[Records from a data source]
——

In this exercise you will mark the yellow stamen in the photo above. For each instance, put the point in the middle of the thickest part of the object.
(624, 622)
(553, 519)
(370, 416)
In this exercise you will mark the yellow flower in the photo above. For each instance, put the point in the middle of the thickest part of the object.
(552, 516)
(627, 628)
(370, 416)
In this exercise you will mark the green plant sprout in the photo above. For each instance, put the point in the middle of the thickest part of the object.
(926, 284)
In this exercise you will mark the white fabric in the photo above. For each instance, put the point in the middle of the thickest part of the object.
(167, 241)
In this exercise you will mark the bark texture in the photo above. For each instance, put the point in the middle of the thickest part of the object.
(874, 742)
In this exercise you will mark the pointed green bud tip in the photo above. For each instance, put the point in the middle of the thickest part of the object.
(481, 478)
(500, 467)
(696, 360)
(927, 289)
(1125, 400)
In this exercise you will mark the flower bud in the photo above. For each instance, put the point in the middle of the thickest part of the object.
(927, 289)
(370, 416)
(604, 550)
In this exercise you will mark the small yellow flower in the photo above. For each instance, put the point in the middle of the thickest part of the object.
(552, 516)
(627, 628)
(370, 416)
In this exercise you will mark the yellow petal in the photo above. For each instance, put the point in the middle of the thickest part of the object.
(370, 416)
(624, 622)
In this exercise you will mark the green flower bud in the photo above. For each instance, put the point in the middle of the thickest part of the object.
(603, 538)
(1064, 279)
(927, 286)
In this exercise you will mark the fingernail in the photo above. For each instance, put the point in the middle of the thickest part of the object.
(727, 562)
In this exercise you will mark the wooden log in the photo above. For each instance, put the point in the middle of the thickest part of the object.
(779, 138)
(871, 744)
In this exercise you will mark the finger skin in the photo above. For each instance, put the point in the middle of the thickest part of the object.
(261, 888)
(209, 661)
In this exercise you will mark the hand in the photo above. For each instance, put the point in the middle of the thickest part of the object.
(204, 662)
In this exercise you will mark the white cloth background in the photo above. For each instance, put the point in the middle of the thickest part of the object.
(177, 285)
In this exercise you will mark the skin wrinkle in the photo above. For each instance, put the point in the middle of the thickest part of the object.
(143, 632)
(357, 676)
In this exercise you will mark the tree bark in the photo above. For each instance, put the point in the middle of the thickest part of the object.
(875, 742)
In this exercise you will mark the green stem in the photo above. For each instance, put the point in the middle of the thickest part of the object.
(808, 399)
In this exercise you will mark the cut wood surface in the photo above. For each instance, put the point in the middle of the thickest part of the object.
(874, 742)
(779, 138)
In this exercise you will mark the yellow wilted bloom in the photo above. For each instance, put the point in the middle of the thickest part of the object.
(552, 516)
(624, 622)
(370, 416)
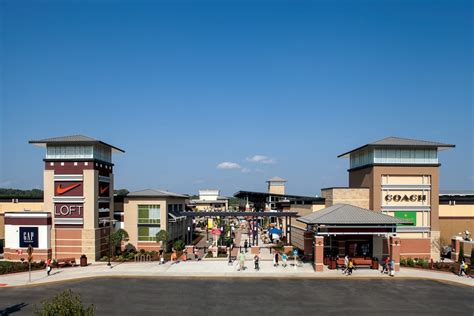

——

| What the task requires |
Gather each line of the records above that contains the word "skin".

| Correct result |
In this exercise you will mark the finger skin in the photo above. For each instance, put the point in the middle of the thickest part of the object.
In this exercise you will mark the skin wrinkle in the photo above. For each instance, put the point in the middle of the thickest part of the object.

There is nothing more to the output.